- [Passage given]:
━━━━━━━━━━━━━━━━━━━━━━━━━━━━━━

For their next album "Oh Yeah" (1986),
I wrote two songs together with Claudia Scott , "Thinking Back
To My Younger Days" and "Lonely Days And Nights".
Claudia and I also formed a band called Claudia Scott
and the Scouts in ´86, but it didn`t
last long.
Country Music was another valley of music to
dive into, like the blues had been. I discovered so many directions,
traditions and emotions, and became very fond of and inspired by
the human elements of Country music.
Gone At Last
I
ran into these guys while recording the "Oh Yeah"-album ´85.
GONE AT LAST was an acoustic soup playing bluegrass, swing (and assorted
madness) with banjo, mandolins, acoustic guitars and needed a bass player.
I liked their style and joined. First we did gigs on oil platforms and
military bases mostly in northern Norway. We brought along a "jug-band" which
was a bag full of different flutes, a saw, a washboard and a tub-bass.
People from the audience were invited up to the stage to play these
things for a few numbers. That was the victory of the evening and
turned most every gig into an event.
In the summer of ´86 we did a tour in
the States around New York, Pennsylvania and New Jersey. We played
schools, cultural spots, opened up for Emmylou Harris at the Lone
Star Cafe and played a few Bluegrass festivals. At the Waterloo Festival
in New Jersey we met the father of Bluegrass, Bill Monroe among many
others. It seemed that we had a more "punky" attitude to
the music compared to the more traditional performers, but they liked
our style very much, at least they said so. The maestro of the dobro
Cindy Cashdollar from Woodstock N.Y., joined us on this tour (she
later became a member of Western Swing masters; "Asleep At The Wheel").
The rest of the pals were Terje Kinn on banjo/acoustic guitar, Jeff
Wasserman on mandolin/acoustic guitar and Karl Aasland playing mandolin/acoustic
guitar.

━━━━━━━━━━━━━━━━━━━━━━━━━━━━━━

- [Recorded information]:
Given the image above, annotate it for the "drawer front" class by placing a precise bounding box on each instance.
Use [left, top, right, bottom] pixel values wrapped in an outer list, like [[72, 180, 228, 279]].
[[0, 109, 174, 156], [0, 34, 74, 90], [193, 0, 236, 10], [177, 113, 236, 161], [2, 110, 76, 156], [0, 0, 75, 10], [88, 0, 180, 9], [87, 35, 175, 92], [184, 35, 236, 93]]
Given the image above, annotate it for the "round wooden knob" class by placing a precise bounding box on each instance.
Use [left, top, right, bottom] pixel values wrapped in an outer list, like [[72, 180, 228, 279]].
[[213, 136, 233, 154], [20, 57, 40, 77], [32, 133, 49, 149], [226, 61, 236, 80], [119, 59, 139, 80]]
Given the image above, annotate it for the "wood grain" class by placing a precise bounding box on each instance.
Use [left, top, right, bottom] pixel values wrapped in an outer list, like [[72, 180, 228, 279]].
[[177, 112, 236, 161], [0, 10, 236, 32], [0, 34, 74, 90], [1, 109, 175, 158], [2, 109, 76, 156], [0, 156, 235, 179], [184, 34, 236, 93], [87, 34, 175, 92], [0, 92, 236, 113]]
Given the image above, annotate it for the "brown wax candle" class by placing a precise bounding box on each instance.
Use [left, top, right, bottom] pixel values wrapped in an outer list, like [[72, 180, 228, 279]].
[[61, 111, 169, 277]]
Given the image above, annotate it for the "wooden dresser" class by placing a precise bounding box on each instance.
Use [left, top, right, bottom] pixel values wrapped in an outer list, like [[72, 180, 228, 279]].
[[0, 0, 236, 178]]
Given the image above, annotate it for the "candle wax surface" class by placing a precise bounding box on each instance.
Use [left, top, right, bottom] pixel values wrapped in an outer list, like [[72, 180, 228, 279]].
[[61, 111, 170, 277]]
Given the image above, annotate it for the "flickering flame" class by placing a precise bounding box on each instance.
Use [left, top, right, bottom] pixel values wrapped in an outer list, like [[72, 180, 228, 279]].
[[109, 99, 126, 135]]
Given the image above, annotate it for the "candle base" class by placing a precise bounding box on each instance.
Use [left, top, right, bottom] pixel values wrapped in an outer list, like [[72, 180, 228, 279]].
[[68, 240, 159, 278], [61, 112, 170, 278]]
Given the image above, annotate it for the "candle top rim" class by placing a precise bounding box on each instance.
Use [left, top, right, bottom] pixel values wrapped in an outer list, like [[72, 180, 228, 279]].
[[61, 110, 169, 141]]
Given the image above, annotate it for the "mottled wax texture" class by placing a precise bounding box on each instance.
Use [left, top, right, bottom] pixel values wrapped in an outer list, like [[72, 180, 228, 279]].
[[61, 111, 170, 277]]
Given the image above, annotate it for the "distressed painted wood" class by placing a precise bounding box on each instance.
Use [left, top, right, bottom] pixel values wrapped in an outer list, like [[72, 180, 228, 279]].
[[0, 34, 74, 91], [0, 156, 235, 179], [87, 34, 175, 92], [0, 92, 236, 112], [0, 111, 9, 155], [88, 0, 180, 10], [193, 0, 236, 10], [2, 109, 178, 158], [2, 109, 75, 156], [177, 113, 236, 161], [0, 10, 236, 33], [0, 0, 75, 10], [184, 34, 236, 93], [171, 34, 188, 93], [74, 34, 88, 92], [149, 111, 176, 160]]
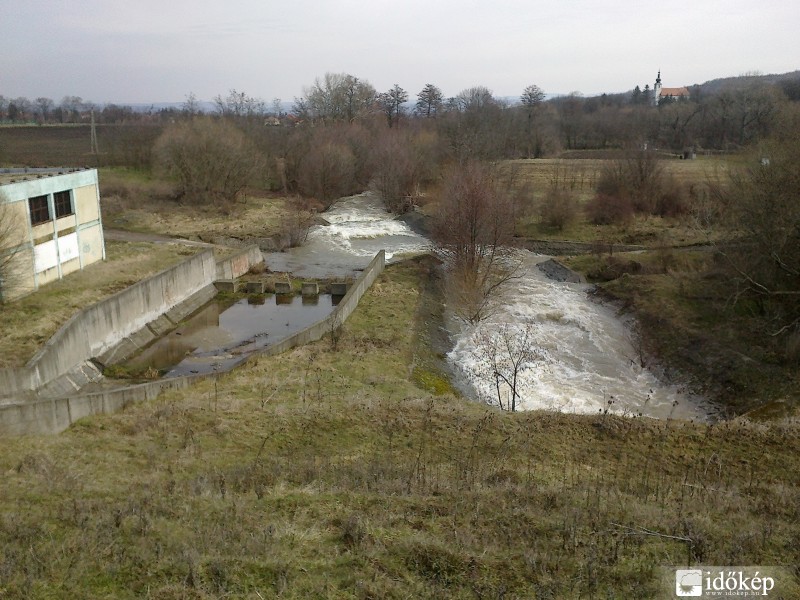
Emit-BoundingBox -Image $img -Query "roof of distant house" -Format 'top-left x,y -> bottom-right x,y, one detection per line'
661,87 -> 689,96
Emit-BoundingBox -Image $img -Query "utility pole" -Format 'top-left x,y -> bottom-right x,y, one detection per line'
89,109 -> 100,156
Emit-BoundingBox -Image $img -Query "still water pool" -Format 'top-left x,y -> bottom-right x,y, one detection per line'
125,294 -> 341,377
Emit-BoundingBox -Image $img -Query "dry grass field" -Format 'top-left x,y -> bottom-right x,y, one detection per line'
0,123 -> 161,167
0,261 -> 800,599
0,242 -> 202,368
504,156 -> 735,247
100,168 -> 287,241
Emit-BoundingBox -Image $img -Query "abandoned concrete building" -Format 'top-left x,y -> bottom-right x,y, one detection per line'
0,168 -> 105,300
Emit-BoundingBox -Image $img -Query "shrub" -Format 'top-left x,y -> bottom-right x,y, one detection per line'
653,179 -> 690,218
155,118 -> 262,203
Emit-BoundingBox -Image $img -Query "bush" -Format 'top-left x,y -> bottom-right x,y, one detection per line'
585,193 -> 633,225
297,142 -> 356,208
653,179 -> 690,219
155,118 -> 263,203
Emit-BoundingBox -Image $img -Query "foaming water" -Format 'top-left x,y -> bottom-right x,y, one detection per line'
448,253 -> 712,420
265,192 -> 430,278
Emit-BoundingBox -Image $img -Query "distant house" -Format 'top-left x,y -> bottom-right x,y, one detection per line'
0,169 -> 106,299
653,71 -> 689,106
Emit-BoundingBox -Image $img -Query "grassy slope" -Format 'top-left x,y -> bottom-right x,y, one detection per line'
0,242 -> 202,367
0,262 -> 800,598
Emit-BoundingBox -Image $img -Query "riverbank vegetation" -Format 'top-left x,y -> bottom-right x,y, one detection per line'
0,75 -> 800,598
0,261 -> 800,598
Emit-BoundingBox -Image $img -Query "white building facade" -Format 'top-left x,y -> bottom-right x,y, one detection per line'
0,169 -> 106,300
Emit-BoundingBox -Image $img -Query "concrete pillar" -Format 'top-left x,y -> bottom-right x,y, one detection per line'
247,281 -> 265,294
214,279 -> 239,292
275,280 -> 292,294
300,281 -> 319,296
331,283 -> 347,296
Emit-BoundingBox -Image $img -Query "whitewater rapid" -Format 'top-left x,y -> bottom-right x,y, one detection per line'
448,251 -> 710,420
265,192 -> 713,420
265,192 -> 430,278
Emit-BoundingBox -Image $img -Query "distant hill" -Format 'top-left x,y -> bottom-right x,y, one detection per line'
695,70 -> 800,94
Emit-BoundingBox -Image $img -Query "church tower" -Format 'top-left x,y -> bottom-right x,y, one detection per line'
653,69 -> 661,106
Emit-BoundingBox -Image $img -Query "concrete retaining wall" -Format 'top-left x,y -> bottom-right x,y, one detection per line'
0,250 -> 385,435
0,246 -> 264,396
217,246 -> 264,279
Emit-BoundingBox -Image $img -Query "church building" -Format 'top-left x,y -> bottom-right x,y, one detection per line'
653,69 -> 689,106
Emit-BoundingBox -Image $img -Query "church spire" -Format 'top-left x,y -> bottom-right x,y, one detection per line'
653,69 -> 661,106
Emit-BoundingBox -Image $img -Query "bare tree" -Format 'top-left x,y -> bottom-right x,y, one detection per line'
378,84 -> 408,127
434,162 -> 518,323
36,97 -> 54,123
520,85 -> 545,158
294,73 -> 377,122
297,139 -> 356,207
415,83 -> 444,119
155,117 -> 262,206
181,92 -> 203,117
716,135 -> 800,337
0,195 -> 24,302
476,323 -> 542,412
214,89 -> 266,119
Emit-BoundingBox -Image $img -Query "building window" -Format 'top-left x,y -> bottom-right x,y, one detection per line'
53,190 -> 75,219
28,196 -> 50,225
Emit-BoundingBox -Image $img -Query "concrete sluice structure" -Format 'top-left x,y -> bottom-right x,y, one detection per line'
0,246 -> 385,435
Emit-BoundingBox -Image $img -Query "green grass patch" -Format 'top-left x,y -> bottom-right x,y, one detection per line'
0,241 -> 202,367
0,261 -> 800,598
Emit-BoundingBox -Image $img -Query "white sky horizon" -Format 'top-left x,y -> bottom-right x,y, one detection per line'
0,0 -> 800,104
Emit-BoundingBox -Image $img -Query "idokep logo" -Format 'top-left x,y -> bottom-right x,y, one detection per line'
675,569 -> 703,597
675,567 -> 775,598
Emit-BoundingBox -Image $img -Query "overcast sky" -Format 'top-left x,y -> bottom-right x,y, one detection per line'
0,0 -> 800,104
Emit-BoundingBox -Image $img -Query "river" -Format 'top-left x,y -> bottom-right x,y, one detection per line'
265,193 -> 714,421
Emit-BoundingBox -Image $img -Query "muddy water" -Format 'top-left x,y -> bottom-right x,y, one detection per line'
264,192 -> 430,279
126,294 -> 341,377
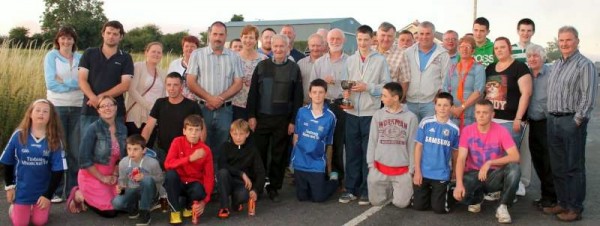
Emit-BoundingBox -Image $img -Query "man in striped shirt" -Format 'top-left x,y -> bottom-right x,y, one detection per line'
544,26 -> 596,221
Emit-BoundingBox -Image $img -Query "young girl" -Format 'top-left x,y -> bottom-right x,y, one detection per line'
0,99 -> 67,226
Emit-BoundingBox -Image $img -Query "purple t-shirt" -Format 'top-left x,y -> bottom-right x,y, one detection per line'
458,122 -> 515,172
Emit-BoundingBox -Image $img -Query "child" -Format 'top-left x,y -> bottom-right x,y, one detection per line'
292,79 -> 338,202
0,99 -> 67,226
165,115 -> 215,224
217,119 -> 265,218
413,92 -> 459,213
367,82 -> 418,208
112,134 -> 164,226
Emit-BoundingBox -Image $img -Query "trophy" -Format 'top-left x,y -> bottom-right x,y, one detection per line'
340,80 -> 356,109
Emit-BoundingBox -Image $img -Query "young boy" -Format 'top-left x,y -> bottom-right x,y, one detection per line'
413,92 -> 459,214
112,134 -> 164,226
292,79 -> 338,202
217,119 -> 265,218
165,115 -> 215,224
367,82 -> 418,208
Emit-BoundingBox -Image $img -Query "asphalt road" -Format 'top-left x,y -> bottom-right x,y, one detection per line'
0,97 -> 600,226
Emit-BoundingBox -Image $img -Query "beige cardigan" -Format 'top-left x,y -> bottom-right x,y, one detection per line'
125,61 -> 166,128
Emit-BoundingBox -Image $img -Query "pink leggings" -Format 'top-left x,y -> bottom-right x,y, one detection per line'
10,204 -> 50,226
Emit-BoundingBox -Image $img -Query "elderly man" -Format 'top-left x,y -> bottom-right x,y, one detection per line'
187,21 -> 242,168
377,22 -> 410,101
526,45 -> 556,208
298,33 -> 326,103
442,30 -> 458,64
279,24 -> 306,62
246,35 -> 304,202
310,28 -> 348,182
544,26 -> 597,221
406,21 -> 450,121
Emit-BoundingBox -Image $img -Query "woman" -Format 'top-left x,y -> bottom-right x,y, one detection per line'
442,36 -> 485,129
125,42 -> 166,148
67,96 -> 127,218
232,25 -> 267,121
44,27 -> 83,203
167,35 -> 200,100
485,37 -> 533,196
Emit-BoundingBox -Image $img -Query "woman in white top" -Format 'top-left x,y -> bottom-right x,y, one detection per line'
167,35 -> 200,100
44,27 -> 83,203
125,42 -> 166,147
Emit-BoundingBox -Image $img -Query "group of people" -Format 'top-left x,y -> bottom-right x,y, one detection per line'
0,17 -> 597,225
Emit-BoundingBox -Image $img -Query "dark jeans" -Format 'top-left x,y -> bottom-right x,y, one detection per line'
345,114 -> 373,197
529,119 -> 556,202
112,176 -> 158,211
54,107 -> 81,198
548,115 -> 588,213
217,168 -> 250,209
254,114 -> 290,191
165,170 -> 206,212
463,163 -> 521,206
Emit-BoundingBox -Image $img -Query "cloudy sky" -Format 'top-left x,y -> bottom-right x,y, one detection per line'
0,0 -> 600,61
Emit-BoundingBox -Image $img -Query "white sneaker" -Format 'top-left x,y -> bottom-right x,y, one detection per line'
516,182 -> 527,196
496,204 -> 512,224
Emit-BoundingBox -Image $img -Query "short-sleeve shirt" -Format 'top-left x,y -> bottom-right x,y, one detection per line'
79,47 -> 133,116
150,97 -> 202,151
415,115 -> 459,181
458,122 -> 515,172
485,60 -> 529,121
0,130 -> 67,205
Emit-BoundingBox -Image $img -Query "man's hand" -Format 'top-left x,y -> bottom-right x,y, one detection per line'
190,148 -> 205,162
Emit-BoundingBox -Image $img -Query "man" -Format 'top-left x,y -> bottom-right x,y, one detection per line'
544,26 -> 597,221
398,30 -> 415,49
442,30 -> 458,64
339,25 -> 390,205
526,45 -> 556,208
512,18 -> 546,63
279,24 -> 306,62
454,99 -> 521,223
406,21 -> 450,121
473,17 -> 498,67
258,27 -> 275,57
187,21 -> 242,168
298,33 -> 326,103
310,28 -> 348,184
78,21 -> 133,134
377,22 -> 410,102
246,35 -> 304,202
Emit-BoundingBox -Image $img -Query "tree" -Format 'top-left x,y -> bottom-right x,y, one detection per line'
122,24 -> 162,52
546,38 -> 561,62
40,0 -> 108,49
8,27 -> 29,46
231,14 -> 244,22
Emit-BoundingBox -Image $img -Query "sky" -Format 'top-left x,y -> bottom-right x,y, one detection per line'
0,0 -> 600,61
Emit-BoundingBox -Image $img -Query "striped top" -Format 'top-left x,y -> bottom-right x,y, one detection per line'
188,46 -> 243,100
548,50 -> 597,120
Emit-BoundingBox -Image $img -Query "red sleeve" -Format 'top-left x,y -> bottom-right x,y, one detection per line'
202,146 -> 215,204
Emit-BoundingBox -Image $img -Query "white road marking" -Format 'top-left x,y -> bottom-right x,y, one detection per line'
344,200 -> 392,226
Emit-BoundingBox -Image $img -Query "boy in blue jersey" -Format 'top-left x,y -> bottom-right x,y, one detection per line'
413,92 -> 459,214
292,79 -> 338,202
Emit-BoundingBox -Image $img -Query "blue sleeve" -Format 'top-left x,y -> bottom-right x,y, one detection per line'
0,131 -> 21,166
44,50 -> 72,93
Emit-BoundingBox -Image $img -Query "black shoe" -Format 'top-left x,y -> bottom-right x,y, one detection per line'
269,190 -> 281,202
135,210 -> 152,226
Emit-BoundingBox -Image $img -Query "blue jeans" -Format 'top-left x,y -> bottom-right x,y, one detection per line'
463,163 -> 521,206
112,176 -> 158,211
345,114 -> 373,197
547,115 -> 588,213
200,104 -> 233,169
406,102 -> 435,122
54,107 -> 81,197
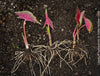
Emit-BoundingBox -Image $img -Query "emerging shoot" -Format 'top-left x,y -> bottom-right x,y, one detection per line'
15,11 -> 41,49
73,8 -> 93,48
43,9 -> 54,46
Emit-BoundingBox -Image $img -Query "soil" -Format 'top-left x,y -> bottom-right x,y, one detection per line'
0,0 -> 100,76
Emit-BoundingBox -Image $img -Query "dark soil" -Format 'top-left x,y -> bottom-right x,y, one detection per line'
0,0 -> 100,76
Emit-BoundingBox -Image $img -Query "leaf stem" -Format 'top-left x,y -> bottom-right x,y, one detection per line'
23,20 -> 29,49
48,25 -> 52,46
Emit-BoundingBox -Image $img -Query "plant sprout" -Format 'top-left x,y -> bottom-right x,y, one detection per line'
73,8 -> 93,48
15,11 -> 41,49
43,9 -> 54,46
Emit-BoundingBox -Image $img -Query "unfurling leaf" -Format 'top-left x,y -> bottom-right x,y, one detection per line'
79,11 -> 85,25
15,11 -> 41,24
73,29 -> 76,37
75,8 -> 81,25
84,17 -> 93,33
43,9 -> 54,29
46,26 -> 49,34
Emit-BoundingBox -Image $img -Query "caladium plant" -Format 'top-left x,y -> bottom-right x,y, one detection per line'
43,9 -> 54,46
73,8 -> 93,48
15,11 -> 41,49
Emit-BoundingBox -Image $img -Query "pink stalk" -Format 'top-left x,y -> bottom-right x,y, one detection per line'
48,25 -> 52,46
23,21 -> 29,49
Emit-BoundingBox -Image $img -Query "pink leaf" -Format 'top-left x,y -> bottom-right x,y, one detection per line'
75,8 -> 81,25
84,17 -> 93,33
73,29 -> 76,38
43,9 -> 54,29
79,11 -> 85,25
15,11 -> 41,24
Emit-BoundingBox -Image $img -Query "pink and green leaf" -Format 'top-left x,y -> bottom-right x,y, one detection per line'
75,8 -> 81,25
15,11 -> 41,24
84,17 -> 93,33
46,26 -> 49,34
73,29 -> 76,38
43,9 -> 54,29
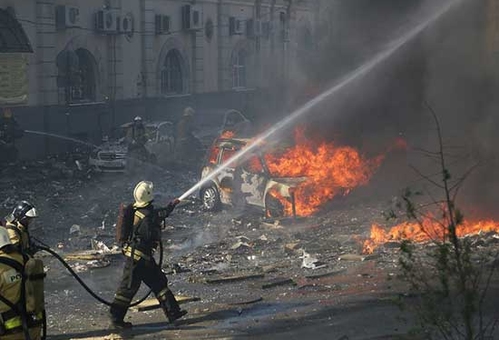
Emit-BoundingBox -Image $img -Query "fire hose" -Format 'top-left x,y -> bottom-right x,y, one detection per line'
33,237 -> 163,307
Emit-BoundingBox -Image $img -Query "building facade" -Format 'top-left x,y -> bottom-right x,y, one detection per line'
0,0 -> 313,158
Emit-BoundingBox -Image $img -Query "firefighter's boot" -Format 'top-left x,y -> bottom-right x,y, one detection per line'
158,289 -> 187,323
109,303 -> 132,330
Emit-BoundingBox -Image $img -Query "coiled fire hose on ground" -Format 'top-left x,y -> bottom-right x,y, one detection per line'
32,237 -> 163,307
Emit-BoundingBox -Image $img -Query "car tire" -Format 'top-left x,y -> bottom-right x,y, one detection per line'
200,185 -> 222,211
265,195 -> 284,218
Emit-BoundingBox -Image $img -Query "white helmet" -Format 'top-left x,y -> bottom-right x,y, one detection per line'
0,227 -> 12,249
133,181 -> 154,208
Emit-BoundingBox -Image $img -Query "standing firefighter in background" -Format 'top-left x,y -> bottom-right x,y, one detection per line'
175,107 -> 200,162
0,227 -> 45,340
125,116 -> 149,168
110,181 -> 187,329
5,201 -> 38,256
0,109 -> 24,163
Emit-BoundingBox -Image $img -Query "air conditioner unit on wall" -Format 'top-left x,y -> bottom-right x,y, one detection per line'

━━━━━━━━━━━━━━━━━━━━━━━━━━━━━━

- [Exercise instructions]:
- 1) Please translate this sentence from the passage about the band Gone At Last into Spanish: "I liked their style and joined."
- 2) Extend the passage about the band Gone At Last, picking up right after its final sentence.

- [Task-by-task results]:
- 1) Me gustó su estilo y me uní.

- 2)
These three guys had a very strong 3 part harmony
vocals working, which I every now and then did my best to lock into
with a bass voice or some other harmony that would fit in. In ´87
we started working on a new album, GONE AT LAST`s second album. In
the years to come our record
company went bankrupt, some guy quit the band (and joined again later),
Jeff spent a year in the States etc., so Gone At Last was very off
and on in long periods, but we never broke up. We finished the album
8 years later and it came out in 1995 with the title "Still
Out There". I did the lead
vocals on two songs, one of them developed from my own song ("Voice
A-Calling"), and the album got excellent reviews but sold sadly
little. The album also contains a bluegrasshiphop-version of the
classic Deep Purple-song "Smoke On The Water" which I recorded
and mixed in my homestudio. ´We also did sporadic
gigs opening up for "The Band" (Scandinavian Tour ´94), played
assorted festivals and clubs and we´ll still meet to have some
happy hours in the future I guess.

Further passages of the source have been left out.